● **Document excerpt**:
--------------------------------

You know that uncomfortable feeling—when you’re bloated or gassy and there is nowhere to run or hide. Thoughts flit through your mind as you try to figure out what caused this recent flare-up while racing to the nearest bathroom. For those who suffer with Irritable Bowel Syndrome (IBS), coping with a chronic malady like IBS can be both emotionally and physically draining.
IBS is a common gastrointestinal disorder that affects roughly 10-15% of the world’s population—and between 25 and 45 million people in the USA. It is a chronic and sometimes debilitating condition that affects more women than men. (Women are twice as likely to have IBS because it is thought that hormones play a role). According to the IBS Foundation, “many women find that signs and symptoms are worse during or around their menstrual periods. Estrogen therapy, before or after menopause also is a risk factor for IBS.”
Most people with IBS experience worse or more frequent symptoms during periods of emotional stress. There is also a genetic component; a family history of IBS cannot be discounted.
Symptoms include cramping, abdominal pain, bloating, gas, and diarrhea or constipation. IBS can be controlled by managing diet, lifestyle and stress. However, in severe cases, symptoms can be treated with medication.
The exact causes of IBS are unknown but certainly changes in gut bacteria, types of food ingested (dairy products, citrus fruits) or intestinal inflammation can play a role in triggering symptoms.

--------------------------------

● **Entries shown**:
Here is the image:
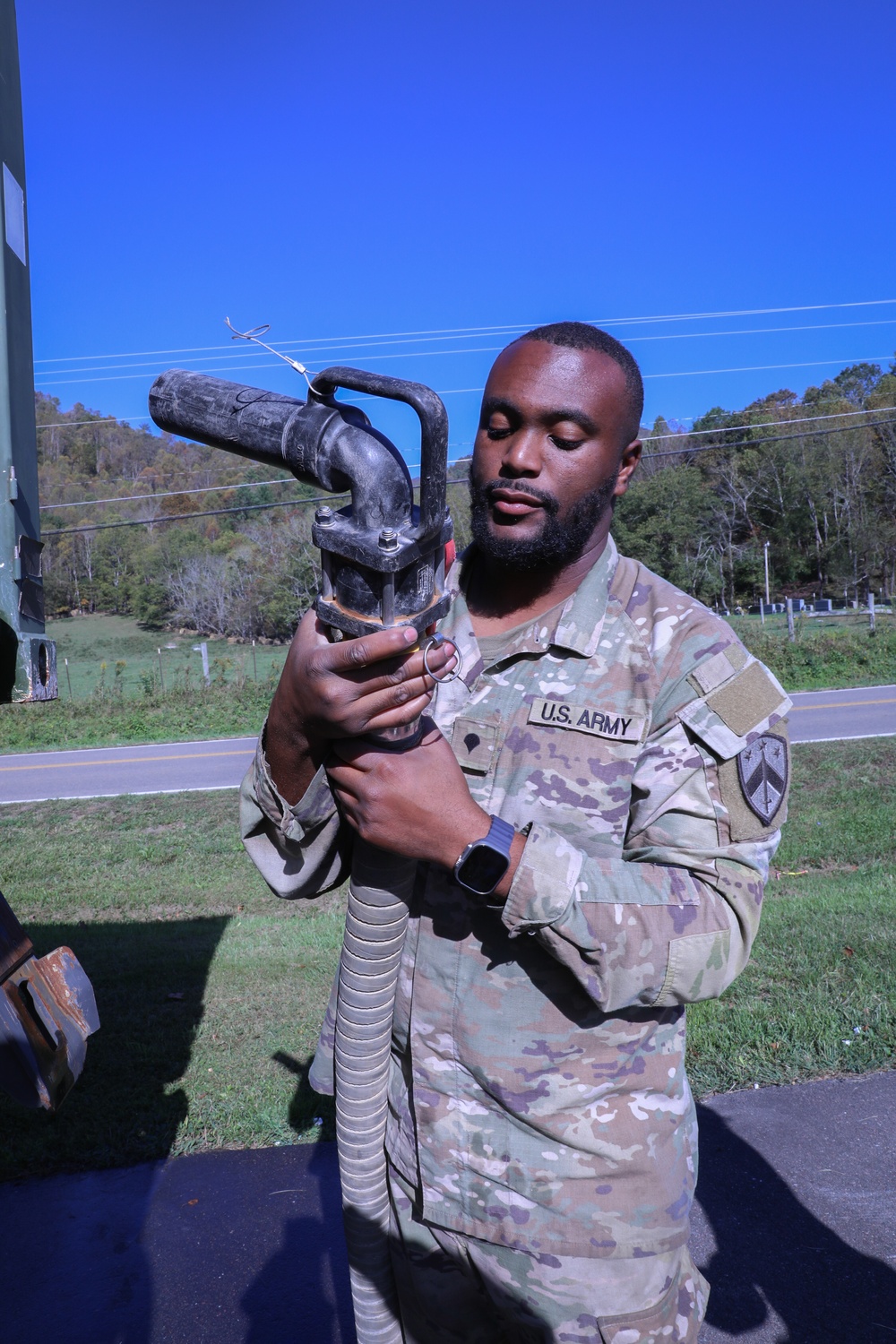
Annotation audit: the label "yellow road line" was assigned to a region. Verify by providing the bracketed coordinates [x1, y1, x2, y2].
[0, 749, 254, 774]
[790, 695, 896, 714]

--------------------------------

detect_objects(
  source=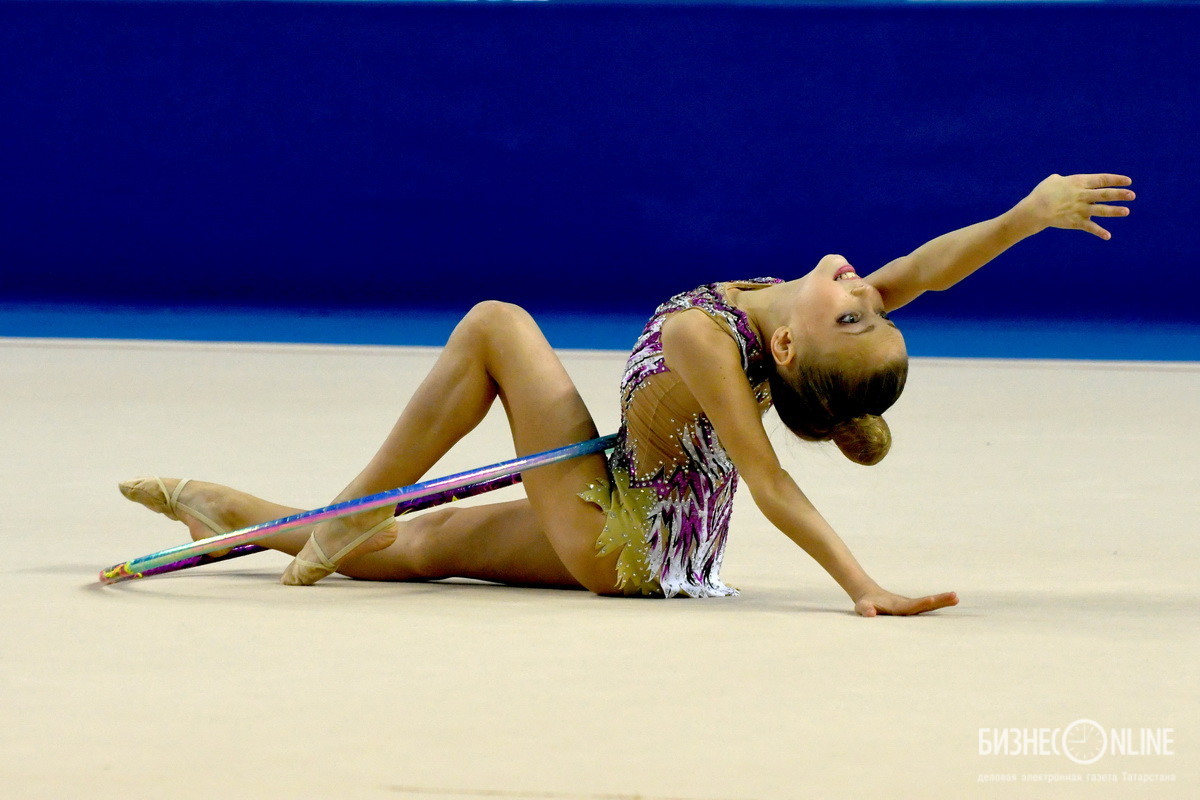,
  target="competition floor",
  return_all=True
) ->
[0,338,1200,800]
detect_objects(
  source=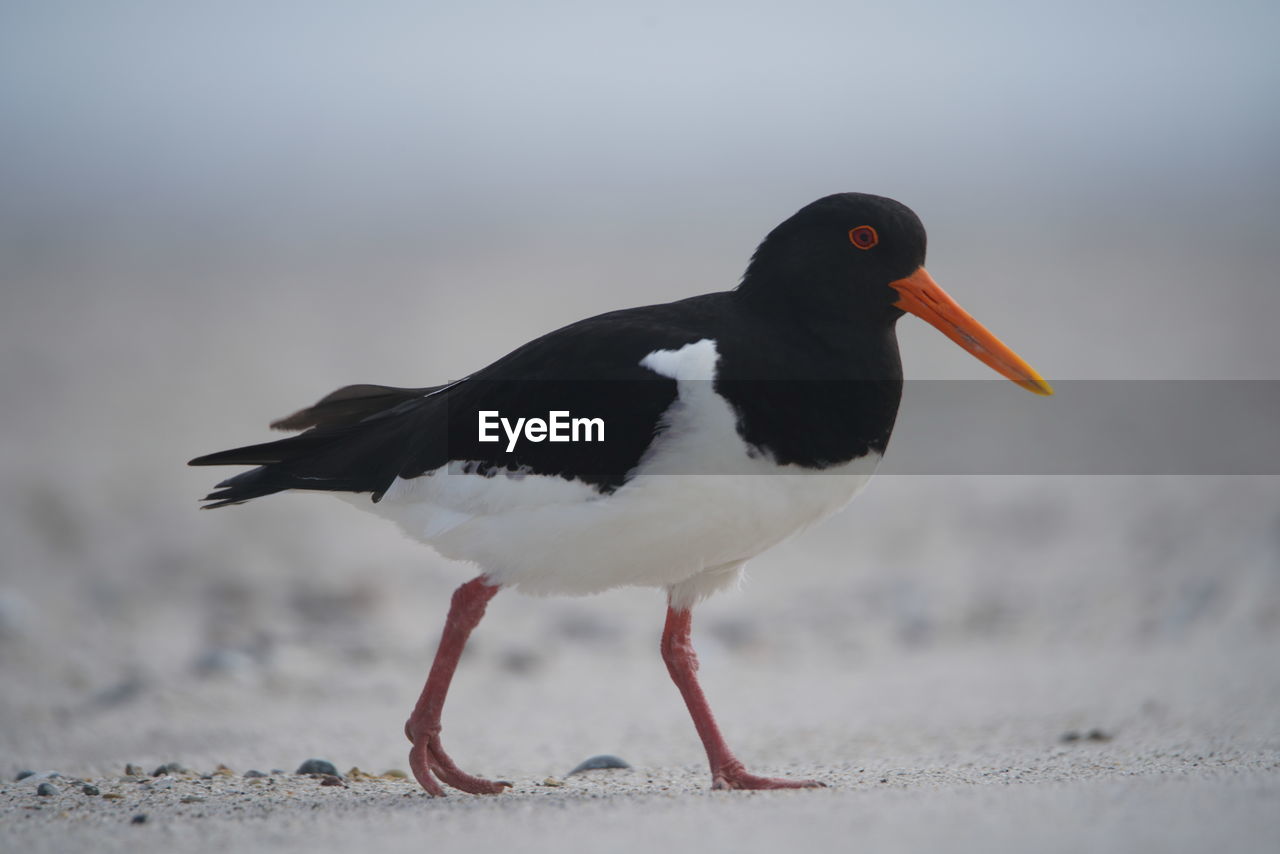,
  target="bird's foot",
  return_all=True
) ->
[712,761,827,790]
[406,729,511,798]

--------------------------------

● **Questions to answer**:
1. According to the IBS text, roughly what share of the world's population does IBS affect?
2. Carry the IBS text forward from its final sentence.
The records have nothing to do with what is asked here.

● **Responses for each task**:
1. Roughly 10-15% of the world's population.

2.
A recent study from the UK showed that there was a high incidence of Vitamin D deficiency in IBS patients. Scientists from the University’s Department of Oncology and Metabolism reviewed and evaluated all available research on vitamin D and IBS — a condition which affects two in 10 people in the UK. They also considered the possible benefits of Vitamin D supplements.
While more research should be conducted, their findings suggest Vitamin D supplements may ease symptoms. If you are considering Vitamin D supplements, remember to consult with your doctor to determine the right dosage for you.
Foods rich in Vitamin D include: salmon, tuna, mackerel, eggs (yolks specifically), soy milk and mushrooms.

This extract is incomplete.